Text to read:
=-=-=

Question

PA and PB are tangents drawn to a circle with centre O. If \(\angle AOB = 120^\circ\) and OA = 10 cm, then

(i) Find \(\angle OPA\).
(ii) Find the perimeter of \(\triangle OAP\).
(iii) Find the length of chord AB.

Answer 1

Problem: Tangents and Triangle Geometry

Given: PA and PB are tangents from an external point P to a circle centered at O. Radius \( OA = OB = 10 \, \text{cm} \), and \( \angle AOB = 120^\circ \).

(i) Find \( \angle OPA \)

• \( \angle OAP = \angle OBP = 90^\circ \) (radius ⟂ tangent)
• In quadrilateral PAOB: \[ \angle APB + \angle OAP + \angle AOB + \angle OBP = 360^\circ \] \[ \angle APB + 90^\circ + 120^\circ + 90^\circ = 360^\circ \Rightarrow \angle APB = 60^\circ \]
• Since \( \triangle OAP \cong \triangle OBP \), \( \angle OPA = \frac{1}{2} \angle APB = \frac{1}{2} \times 60^\circ = 30^\circ \)

=-=-=

Material:

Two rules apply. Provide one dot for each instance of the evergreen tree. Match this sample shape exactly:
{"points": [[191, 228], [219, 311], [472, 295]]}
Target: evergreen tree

=-=-=

Exercise set:
(1) In the worked solution about tangents to a circle, what measure is found for angle APB?
(2) Continue the worked solution about the tangents PA and PB from its last sentence, working through parts (ii) and (iii) in the same style.

Answers to each task:
(1) Angle APB is 60°.

(2)
• Answer: \( \boxed{\angle OPA = 30^\circ} \)

(ii) Find the Perimeter of \( \triangle OAP \)

Given: \( OA = 10 \, \text{cm} \), \( \angle OPA = 30^\circ \), right-angled triangle.

• Using trigonometry: \[ \tan 30^\circ = \frac{OA}{PA} \Rightarrow \frac{1}{\sqrt{3}} = \frac{10}{PA} \Rightarrow PA = 10\sqrt{3} \] \[ \sin 30^\circ = \frac{OA}{OP} = \frac{1}{2} \Rightarrow OP = 20 \]
• Perimeter: \[ OA + PA + OP = 10 + 10\sqrt{3} + 20 = \boxed{30 + 10\sqrt{3} \, \text{cm}} \]

(iii) Find the Length of Chord AB

In triangle \( \triangle AOB \):

• Using the cosine rule: \[ AB^2 = OA^2 + OB^2 - 2(OA)(OB)\cos(\angle AOB) \] \[ AB^2 = 100 + 100 - 200 \cdot \cos(120^\circ) \] \[ \cos(120^\circ) = -\cos(60^\circ) = -\frac{1}{2} \Rightarrow AB^2 = 200 + 100 = 300 \Rightarrow AB = \sqrt{300} = \boxed{10\sqrt{3}} \]
• Alternate Method: Drop perpendicular OM from O to chord AB.
  • \( \angle AOM = 60^\circ \)
  • \( \sin 60^\circ = \frac{AM}{OA} = \frac{\sqrt{3}}{2} = \frac{AM}{10} \Rightarrow AM = 5\sqrt{3} \)
  • \( AB = 2 \cdot AM = 2 \cdot 5\sqrt{3} = \boxed{10\sqrt{3}} \)